• [Exercise brief] Pick out every line in the entries below that contains the word "steam" and copy each one in full.

** START Information shown **

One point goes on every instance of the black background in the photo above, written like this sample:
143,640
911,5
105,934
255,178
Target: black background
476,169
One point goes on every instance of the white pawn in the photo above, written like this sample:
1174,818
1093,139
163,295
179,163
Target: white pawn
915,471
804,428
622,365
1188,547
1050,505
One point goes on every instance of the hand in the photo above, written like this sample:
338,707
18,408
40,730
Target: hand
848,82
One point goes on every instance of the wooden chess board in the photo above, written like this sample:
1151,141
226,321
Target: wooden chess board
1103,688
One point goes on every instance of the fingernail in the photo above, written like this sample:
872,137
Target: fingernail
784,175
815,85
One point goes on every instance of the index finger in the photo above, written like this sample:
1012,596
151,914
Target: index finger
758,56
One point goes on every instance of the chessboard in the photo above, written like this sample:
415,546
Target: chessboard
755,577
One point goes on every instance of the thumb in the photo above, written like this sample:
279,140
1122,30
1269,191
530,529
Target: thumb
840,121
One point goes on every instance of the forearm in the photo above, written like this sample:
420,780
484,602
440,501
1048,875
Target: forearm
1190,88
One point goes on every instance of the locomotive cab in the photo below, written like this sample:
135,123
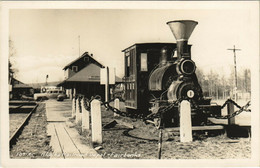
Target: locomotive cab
156,78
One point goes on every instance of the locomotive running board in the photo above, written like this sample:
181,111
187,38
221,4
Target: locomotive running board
198,128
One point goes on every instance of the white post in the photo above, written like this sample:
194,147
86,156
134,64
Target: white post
116,105
185,122
85,116
78,114
96,124
73,108
107,86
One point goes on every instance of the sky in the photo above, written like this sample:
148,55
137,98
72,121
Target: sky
46,40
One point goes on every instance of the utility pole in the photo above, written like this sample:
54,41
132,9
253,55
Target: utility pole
47,76
79,45
234,51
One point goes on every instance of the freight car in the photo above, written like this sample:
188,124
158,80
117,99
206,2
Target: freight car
159,74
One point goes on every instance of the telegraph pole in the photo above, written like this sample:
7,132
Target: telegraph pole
79,45
235,65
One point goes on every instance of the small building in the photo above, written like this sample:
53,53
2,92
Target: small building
20,89
82,76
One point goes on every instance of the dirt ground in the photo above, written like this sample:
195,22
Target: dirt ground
121,142
33,142
16,119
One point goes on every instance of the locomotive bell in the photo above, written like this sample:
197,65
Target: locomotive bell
182,30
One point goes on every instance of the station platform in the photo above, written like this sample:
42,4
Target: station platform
65,141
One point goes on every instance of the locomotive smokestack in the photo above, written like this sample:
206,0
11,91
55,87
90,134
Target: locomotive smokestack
182,30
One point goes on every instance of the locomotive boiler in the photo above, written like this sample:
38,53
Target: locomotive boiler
159,74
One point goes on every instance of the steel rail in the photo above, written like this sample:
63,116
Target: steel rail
18,131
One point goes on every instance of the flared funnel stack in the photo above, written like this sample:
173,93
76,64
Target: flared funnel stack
182,30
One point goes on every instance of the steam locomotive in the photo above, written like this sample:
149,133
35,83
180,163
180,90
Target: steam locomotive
158,74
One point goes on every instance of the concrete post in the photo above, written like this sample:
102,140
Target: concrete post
185,122
230,109
73,108
78,114
116,105
96,123
85,116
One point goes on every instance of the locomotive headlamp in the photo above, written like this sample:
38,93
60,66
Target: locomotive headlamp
190,94
186,67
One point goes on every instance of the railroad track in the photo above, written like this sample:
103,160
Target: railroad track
18,131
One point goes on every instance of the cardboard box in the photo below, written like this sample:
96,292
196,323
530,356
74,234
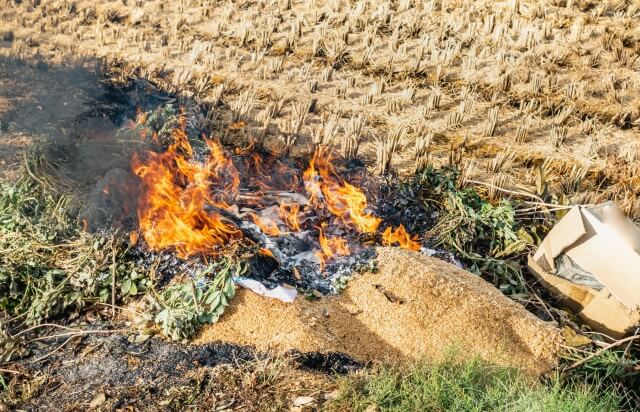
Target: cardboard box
605,243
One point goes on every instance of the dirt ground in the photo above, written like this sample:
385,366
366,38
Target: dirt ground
110,373
514,93
558,78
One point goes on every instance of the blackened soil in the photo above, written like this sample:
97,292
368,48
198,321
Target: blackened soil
112,373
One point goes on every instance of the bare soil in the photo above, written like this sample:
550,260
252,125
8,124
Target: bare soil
564,71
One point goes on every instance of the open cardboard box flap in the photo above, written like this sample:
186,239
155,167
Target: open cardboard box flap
605,243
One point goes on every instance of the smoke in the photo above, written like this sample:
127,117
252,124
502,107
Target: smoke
75,118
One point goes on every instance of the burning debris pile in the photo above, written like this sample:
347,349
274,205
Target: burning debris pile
307,226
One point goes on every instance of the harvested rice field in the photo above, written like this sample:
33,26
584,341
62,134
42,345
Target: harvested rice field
308,205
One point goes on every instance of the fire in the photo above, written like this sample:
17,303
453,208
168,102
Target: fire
330,247
172,209
289,215
187,203
401,237
343,200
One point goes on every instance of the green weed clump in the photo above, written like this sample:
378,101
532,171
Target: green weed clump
51,268
486,236
48,265
465,386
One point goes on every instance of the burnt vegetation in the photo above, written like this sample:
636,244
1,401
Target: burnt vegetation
468,128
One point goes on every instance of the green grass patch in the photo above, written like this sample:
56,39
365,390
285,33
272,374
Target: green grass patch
466,386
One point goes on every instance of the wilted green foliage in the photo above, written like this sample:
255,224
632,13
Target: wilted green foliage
486,236
182,307
48,265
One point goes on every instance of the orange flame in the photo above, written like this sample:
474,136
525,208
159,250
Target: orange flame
401,237
172,208
289,214
330,247
343,200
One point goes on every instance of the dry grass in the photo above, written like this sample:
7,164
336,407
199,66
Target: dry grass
538,78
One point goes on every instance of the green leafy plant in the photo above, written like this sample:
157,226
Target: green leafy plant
486,236
182,307
48,265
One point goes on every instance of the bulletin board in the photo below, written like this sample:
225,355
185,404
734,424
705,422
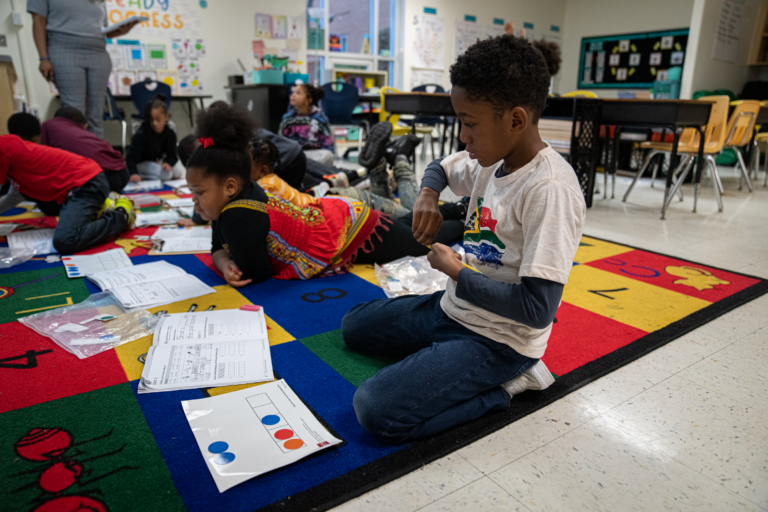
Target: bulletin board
630,61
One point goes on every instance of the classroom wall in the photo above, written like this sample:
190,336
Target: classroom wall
227,29
708,73
542,13
588,18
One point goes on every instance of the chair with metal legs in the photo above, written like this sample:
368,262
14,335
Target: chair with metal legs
740,128
714,136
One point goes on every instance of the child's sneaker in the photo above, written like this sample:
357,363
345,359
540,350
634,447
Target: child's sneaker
536,377
338,180
124,204
108,206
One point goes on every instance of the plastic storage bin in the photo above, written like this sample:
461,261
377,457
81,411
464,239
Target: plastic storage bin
267,76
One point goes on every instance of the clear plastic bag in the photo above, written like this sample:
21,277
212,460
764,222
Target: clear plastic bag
97,324
10,257
411,275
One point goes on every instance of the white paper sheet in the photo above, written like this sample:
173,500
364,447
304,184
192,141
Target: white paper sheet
157,218
136,274
158,293
81,266
176,183
7,229
186,245
250,432
176,203
41,240
187,210
143,185
211,326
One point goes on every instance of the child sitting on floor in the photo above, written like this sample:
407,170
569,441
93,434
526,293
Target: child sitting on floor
470,349
76,184
68,130
257,235
305,123
152,153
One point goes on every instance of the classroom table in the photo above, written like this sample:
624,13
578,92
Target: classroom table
189,99
423,104
668,114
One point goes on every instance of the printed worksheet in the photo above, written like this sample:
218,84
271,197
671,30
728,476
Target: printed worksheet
174,245
40,240
7,229
136,274
143,185
205,365
223,325
164,291
253,431
156,218
82,266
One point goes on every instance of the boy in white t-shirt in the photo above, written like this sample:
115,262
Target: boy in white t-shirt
469,349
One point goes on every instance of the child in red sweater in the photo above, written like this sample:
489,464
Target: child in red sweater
77,184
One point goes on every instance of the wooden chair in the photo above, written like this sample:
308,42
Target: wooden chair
760,137
714,136
740,128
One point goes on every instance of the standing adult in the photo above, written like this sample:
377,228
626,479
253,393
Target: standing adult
73,52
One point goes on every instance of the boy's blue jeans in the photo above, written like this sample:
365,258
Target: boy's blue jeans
451,375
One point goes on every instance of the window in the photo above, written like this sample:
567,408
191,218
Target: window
359,33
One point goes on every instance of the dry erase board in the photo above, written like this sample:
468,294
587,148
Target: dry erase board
630,60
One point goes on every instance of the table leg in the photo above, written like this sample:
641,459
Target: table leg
614,163
699,168
672,157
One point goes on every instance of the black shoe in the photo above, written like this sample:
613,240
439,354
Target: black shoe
405,145
375,144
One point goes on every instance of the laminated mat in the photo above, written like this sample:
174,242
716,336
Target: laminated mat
75,435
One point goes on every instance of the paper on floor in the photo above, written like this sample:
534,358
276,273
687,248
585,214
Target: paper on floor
207,349
81,266
40,240
250,432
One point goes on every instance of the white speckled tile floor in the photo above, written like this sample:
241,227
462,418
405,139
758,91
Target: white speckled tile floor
683,428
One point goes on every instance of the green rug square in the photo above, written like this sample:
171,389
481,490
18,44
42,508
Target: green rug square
33,291
353,366
93,450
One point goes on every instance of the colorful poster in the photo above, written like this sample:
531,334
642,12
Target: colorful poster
263,25
170,78
428,36
156,56
295,27
135,56
116,55
279,27
258,48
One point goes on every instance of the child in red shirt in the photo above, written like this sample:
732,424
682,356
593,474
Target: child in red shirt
68,131
51,175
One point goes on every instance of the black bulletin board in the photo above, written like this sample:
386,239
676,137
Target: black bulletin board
630,60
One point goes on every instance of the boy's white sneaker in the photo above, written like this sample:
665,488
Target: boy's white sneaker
536,377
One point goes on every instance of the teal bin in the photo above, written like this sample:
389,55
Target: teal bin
267,76
293,78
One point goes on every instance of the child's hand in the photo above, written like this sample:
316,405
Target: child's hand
234,275
446,260
427,218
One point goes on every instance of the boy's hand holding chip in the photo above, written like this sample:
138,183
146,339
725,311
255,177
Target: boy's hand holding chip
446,260
427,218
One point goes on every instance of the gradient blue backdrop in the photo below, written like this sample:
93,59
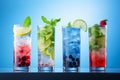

** END Information shown **

• [Finished answer]
One point goes on every instance of the steam locomotive in the photo above, written like this sample:
Target: steam locomotive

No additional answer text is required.